== Dataset

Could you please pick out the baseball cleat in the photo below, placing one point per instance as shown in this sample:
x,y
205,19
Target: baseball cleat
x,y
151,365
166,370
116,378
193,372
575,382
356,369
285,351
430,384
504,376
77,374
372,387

====

» To do
Exactly as given, set down all of the lines above.

» Exercise answer
Could you please pick out the baseball cleat in the photo below, placing one point per instance as shown in this sample:
x,y
205,19
Target: baseball cleat
x,y
151,365
166,370
116,378
193,372
575,382
356,369
285,351
430,384
504,376
77,374
372,387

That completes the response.